The 2006 NCAA Division I FBS football season was the highest level of college football competition in the United States organized by the National Collegiate Athletic Association (NCAA).

The regular season began on August 31, 2006 and ended on December 2, 2006. The postseason concluded on January 8, 2007 with the BCS National Championship Game in Glendale, Arizona, where the No. 2 Florida Gators defeated the No. 1 Ohio State Buckeyes by a score of 41–14 to win the national title.

The Boise State Broncos were the year's only undefeated team in both levels of Division I football after defeating Oklahoma in the Fiesta Bowl.

Rules changes
The NCAA instituted the following rule changes for the 2006 season.

The NCAA ruled that teams could schedule twelve regular-season games (up from eleven) beginning in the 2006 season. (NCAA teams in Alaska and Hawaii, and their home opponents, are allowed to schedule an extra game over and above this limit.)
Instant replay is now officially sanctioned and standardized. All plays are reviewed by the replay officials as the play occurs. They may call down to the on-field officials to stop play if they need extra time to make a review. Each coach may also make one challenge per game. In the case of a coach's challenge, the coach must have at least one time-out remaining. If the challenge is upheld the coach gets the time-out back but the challenge is spent. If the challenge is rejected, both the challenge and the time-out are spent.
Players may only wear clear eyeshields. Previously, both tinted and orange were also allowed.
The kicking tee has been lowered from two inches tall to only one inch.
Halftime lasts twenty minutes. Previously, it was only fifteen minutes, except for special ceremonies (i.e. homecoming). 
On a kickoff, the game clock starts when the ball is kicked rather than when the receiving team touches it.
 This rule change has resulted in controversy, highlighted by the matchup between Wisconsin and Penn State on November 4, 2006, in which Wisconsin deliberately went off-sides on two consecutive kickoffs to run extra time off the clock at the close of the first half.
 On a change of possession, the clock starts when the referee marks the ball ready for play, instead of on the snap. This was the rule in the National Football League prior to 1973, and in high school football prior to 1996. 
The referee may no longer stop the game due to excessive crowd noise.
When a live-ball penalty such as an illegal formation occurs on a kick, the receiving team may choose either to add the penalty yardage to the end of the return or require the kick to be attempted again with the spot moved back. Previously, only the latter option was available.
If a team scores at the end of the game, they will not kick the extra point unless it would affect the outcome of the game.

Regular season top 10 matchups
Rankings reflect the AP Poll. Rankings for Week 8 and beyond will list BCS Rankings first and AP Poll second. Teams that failed to be a top 10 team for one poll or the other will be noted.

Exercise 1
Translate this sentence from the passage on the 2006 college football season into Spanish: "The kicking tee has been lowered from two inches tall to only one inch."
Exercise 2
Answer these questions using the passage on the 2006 college football season:
(a) In what city was the BCS National Championship Game played?
(b) How many regular-season games could teams schedule beginning in 2006?
(c) How long does halftime last under the new rules?
Exercise 3
Carry on the passage on the 2006 college football season, starting after its last sentence.
The lines after this point are separate material, not part of the passage on the 2006 football season.

Items from a data source
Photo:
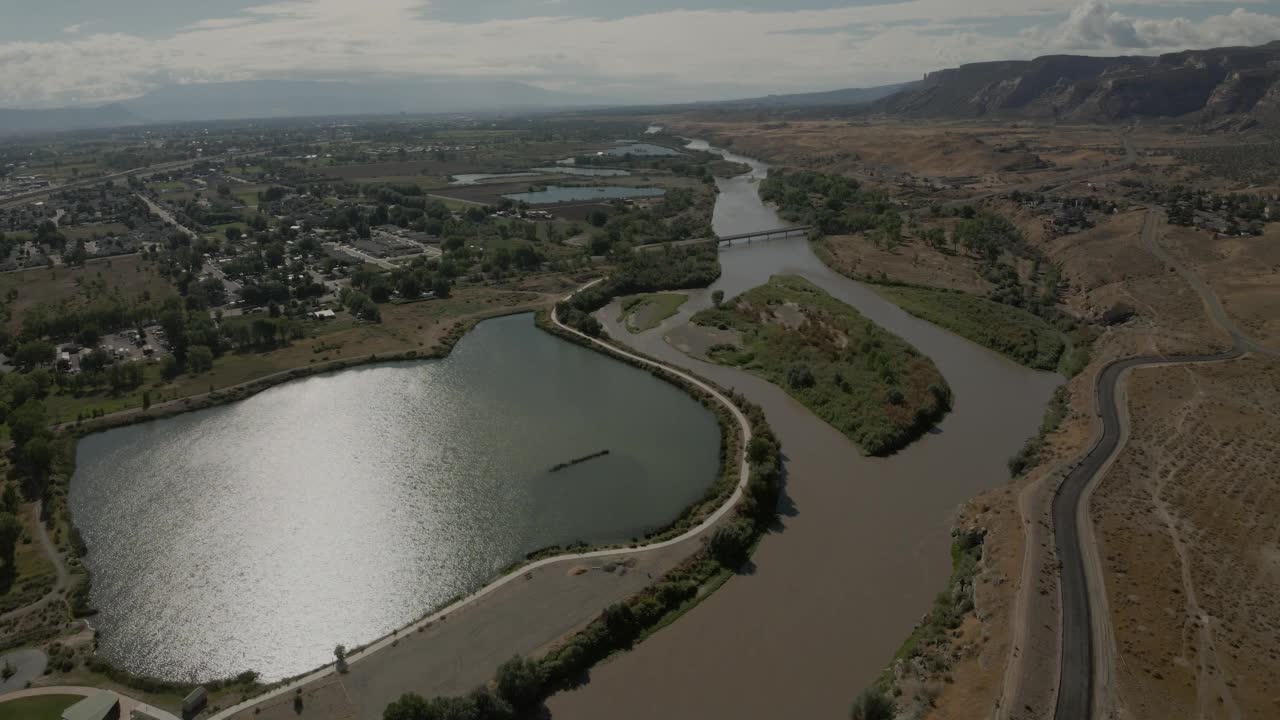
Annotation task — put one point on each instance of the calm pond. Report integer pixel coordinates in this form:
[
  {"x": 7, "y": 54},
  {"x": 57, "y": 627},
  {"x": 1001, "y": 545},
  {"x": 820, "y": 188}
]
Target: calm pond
[
  {"x": 641, "y": 149},
  {"x": 566, "y": 194},
  {"x": 330, "y": 510},
  {"x": 595, "y": 172},
  {"x": 472, "y": 178}
]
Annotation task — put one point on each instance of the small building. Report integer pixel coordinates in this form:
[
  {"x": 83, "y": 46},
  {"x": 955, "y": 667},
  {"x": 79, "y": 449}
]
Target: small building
[
  {"x": 101, "y": 706},
  {"x": 195, "y": 702}
]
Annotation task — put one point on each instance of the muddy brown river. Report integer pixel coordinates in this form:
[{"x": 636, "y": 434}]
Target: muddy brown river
[{"x": 863, "y": 542}]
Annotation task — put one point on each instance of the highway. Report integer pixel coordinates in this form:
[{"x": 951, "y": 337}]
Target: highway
[
  {"x": 18, "y": 200},
  {"x": 1078, "y": 660}
]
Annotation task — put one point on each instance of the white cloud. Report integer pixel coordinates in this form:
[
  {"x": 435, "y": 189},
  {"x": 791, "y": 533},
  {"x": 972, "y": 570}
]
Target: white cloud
[
  {"x": 1095, "y": 26},
  {"x": 676, "y": 55}
]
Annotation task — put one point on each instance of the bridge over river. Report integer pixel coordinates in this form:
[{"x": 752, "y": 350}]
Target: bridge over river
[{"x": 776, "y": 233}]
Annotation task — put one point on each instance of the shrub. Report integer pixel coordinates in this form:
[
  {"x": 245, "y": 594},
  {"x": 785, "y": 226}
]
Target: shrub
[
  {"x": 520, "y": 683},
  {"x": 872, "y": 705},
  {"x": 799, "y": 376}
]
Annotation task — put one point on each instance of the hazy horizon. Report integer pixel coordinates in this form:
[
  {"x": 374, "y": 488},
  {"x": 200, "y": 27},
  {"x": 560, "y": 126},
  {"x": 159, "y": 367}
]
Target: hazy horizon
[{"x": 64, "y": 54}]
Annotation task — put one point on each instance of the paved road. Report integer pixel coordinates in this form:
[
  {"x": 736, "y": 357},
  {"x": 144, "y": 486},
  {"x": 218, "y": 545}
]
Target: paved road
[
  {"x": 360, "y": 254},
  {"x": 16, "y": 201},
  {"x": 1075, "y": 691}
]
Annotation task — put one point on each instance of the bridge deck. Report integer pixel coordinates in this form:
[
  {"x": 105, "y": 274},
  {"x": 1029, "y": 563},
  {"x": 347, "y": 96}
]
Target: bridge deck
[{"x": 728, "y": 238}]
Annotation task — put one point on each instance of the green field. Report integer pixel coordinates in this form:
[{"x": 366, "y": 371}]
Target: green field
[
  {"x": 647, "y": 311},
  {"x": 40, "y": 707},
  {"x": 1011, "y": 331},
  {"x": 88, "y": 232},
  {"x": 862, "y": 379}
]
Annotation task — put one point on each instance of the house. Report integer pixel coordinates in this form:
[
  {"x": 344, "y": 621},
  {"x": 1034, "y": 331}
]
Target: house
[{"x": 101, "y": 706}]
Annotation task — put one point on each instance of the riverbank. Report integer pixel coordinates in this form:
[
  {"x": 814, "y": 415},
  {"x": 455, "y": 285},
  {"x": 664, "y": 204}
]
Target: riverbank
[
  {"x": 865, "y": 382},
  {"x": 59, "y": 518},
  {"x": 504, "y": 609},
  {"x": 864, "y": 542},
  {"x": 708, "y": 504}
]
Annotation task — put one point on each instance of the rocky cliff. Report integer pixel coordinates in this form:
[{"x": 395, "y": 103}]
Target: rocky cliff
[{"x": 1221, "y": 87}]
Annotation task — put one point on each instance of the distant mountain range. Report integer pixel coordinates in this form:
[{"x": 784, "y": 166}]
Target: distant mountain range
[
  {"x": 848, "y": 96},
  {"x": 293, "y": 99},
  {"x": 1224, "y": 87},
  {"x": 19, "y": 122}
]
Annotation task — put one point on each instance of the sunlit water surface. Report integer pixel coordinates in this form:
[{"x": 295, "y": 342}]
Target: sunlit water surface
[{"x": 330, "y": 510}]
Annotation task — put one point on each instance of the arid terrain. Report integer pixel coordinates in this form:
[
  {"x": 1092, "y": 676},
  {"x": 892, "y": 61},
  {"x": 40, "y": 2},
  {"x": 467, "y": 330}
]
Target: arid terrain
[
  {"x": 1187, "y": 523},
  {"x": 1184, "y": 516}
]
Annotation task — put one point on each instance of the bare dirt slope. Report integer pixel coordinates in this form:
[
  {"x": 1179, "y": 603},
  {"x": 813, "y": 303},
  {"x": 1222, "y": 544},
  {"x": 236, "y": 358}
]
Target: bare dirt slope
[
  {"x": 1188, "y": 520},
  {"x": 1244, "y": 272}
]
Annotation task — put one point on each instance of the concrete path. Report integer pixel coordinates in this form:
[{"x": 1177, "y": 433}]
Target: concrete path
[
  {"x": 28, "y": 664},
  {"x": 127, "y": 703},
  {"x": 472, "y": 636},
  {"x": 62, "y": 574}
]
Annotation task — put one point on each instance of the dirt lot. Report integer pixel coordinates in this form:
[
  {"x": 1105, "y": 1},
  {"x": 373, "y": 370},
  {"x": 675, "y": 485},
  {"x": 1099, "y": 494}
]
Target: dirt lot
[
  {"x": 1106, "y": 265},
  {"x": 1244, "y": 272},
  {"x": 970, "y": 154},
  {"x": 1109, "y": 265},
  {"x": 1188, "y": 520},
  {"x": 131, "y": 277}
]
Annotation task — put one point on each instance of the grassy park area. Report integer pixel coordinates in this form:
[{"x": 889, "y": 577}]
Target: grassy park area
[{"x": 40, "y": 707}]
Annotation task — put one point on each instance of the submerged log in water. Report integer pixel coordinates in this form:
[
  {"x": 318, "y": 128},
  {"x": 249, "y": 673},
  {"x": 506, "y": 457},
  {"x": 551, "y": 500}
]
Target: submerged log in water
[{"x": 576, "y": 460}]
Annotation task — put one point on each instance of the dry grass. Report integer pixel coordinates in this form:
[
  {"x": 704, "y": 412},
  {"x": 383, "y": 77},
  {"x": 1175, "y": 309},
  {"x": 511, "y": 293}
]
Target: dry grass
[
  {"x": 1244, "y": 272},
  {"x": 913, "y": 263},
  {"x": 132, "y": 277},
  {"x": 1188, "y": 520},
  {"x": 987, "y": 154}
]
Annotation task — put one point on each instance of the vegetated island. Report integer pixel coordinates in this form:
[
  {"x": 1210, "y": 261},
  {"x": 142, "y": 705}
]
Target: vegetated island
[
  {"x": 1010, "y": 331},
  {"x": 671, "y": 268},
  {"x": 862, "y": 379},
  {"x": 560, "y": 466},
  {"x": 647, "y": 311}
]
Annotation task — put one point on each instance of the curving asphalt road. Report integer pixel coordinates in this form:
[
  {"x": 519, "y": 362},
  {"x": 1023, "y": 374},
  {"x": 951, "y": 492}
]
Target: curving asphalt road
[
  {"x": 744, "y": 425},
  {"x": 1077, "y": 664}
]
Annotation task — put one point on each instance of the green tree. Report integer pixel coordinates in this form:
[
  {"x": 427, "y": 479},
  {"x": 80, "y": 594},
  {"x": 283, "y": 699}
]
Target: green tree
[
  {"x": 200, "y": 359},
  {"x": 520, "y": 683},
  {"x": 27, "y": 422},
  {"x": 731, "y": 542},
  {"x": 33, "y": 352},
  {"x": 872, "y": 705},
  {"x": 10, "y": 529}
]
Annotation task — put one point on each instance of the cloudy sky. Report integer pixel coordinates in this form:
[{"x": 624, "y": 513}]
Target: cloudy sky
[{"x": 58, "y": 53}]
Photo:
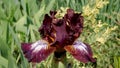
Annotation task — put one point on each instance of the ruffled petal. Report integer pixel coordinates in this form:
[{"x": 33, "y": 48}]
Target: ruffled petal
[
  {"x": 37, "y": 51},
  {"x": 80, "y": 51}
]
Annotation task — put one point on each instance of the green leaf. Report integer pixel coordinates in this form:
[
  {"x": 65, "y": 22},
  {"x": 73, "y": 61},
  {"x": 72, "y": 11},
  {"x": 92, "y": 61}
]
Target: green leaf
[{"x": 3, "y": 62}]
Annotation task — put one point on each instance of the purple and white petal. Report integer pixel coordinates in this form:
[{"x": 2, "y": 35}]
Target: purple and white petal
[
  {"x": 38, "y": 51},
  {"x": 80, "y": 51}
]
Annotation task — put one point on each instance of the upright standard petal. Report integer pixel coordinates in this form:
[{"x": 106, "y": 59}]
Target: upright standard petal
[
  {"x": 80, "y": 51},
  {"x": 37, "y": 51}
]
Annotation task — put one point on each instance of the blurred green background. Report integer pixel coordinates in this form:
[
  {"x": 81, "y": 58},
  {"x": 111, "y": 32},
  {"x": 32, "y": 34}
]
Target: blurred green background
[{"x": 21, "y": 19}]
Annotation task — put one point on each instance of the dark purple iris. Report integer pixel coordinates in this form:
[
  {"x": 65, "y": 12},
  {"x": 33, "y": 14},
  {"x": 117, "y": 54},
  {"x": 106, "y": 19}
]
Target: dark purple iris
[{"x": 59, "y": 36}]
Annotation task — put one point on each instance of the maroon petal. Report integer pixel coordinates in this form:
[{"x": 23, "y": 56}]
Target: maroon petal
[
  {"x": 80, "y": 51},
  {"x": 37, "y": 51}
]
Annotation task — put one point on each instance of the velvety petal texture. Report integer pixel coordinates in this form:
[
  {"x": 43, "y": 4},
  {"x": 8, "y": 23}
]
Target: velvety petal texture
[
  {"x": 80, "y": 51},
  {"x": 38, "y": 51},
  {"x": 58, "y": 36}
]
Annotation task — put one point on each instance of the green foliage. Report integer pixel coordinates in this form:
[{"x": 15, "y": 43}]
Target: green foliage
[{"x": 21, "y": 19}]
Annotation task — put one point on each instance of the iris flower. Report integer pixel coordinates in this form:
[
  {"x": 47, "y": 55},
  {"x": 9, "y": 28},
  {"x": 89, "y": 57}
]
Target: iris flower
[{"x": 59, "y": 36}]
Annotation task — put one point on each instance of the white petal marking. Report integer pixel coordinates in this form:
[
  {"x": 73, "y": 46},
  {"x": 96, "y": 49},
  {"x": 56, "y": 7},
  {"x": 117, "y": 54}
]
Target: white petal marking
[{"x": 81, "y": 46}]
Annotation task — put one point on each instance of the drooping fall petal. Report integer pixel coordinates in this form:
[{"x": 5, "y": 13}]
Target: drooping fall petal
[
  {"x": 38, "y": 51},
  {"x": 80, "y": 51}
]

Final result 1
El soporte de pateo se ha bajado de dos pulgadas de altura a solo una pulgada.

Final result 2
(a) Glendale, Arizona
(b) Twelve
(c) Twenty minutes

Final result 3
Week 2
No. 1 Ohio State defeated No. 2 Texas, 24–7 (Darrell K Royal–Texas Memorial Stadium, Austin, Texas)
Week 3
No. 3 Auburn defeated No. 6 LSU, 7–3 (Jordan-Hare Stadium, Auburn, Alabama)
Week 6
No. 5 Florida defeated No. 9 LSU, 23–10 (Ben Hill Griffin Stadium, Gainesville, Florida)
Week 10
No. 5/5 Louisville defeated No. 3/3 West Virginia, 44–34 (Papa John's Cardinal Stadium, Louisville, Kentucky)
Week 12
No. 1/1 Ohio State defeated No. 2/2 Michigan, 42–39 (Ohio Stadium, Columbus, Ohio)
Week 13
No. 3/3 USC defeated No. 5/6 Notre Dame, 44–24 (Los Angeles Memorial Coliseum, Los Angeles, California)
No. 10/9 LSU defeated No. 6/5 Arkansas, 31–26 (War Memorial Stadium, Little Rock, Arkansas)
Week 14
No. 4/4 Florida defeated No. 9/8 Arkansas, 38–28 (2006 SEC Championship Game, Georgia Dome, Atlanta, Georgia)

Conference standings

Conference champions

Conference championship games 
Rankings reflect the Week 14 AP Poll before the games were played.

Other conference champions 
Rankings are from the Week 15 AP Poll.

* Received conference's automatic BCS bowl bid.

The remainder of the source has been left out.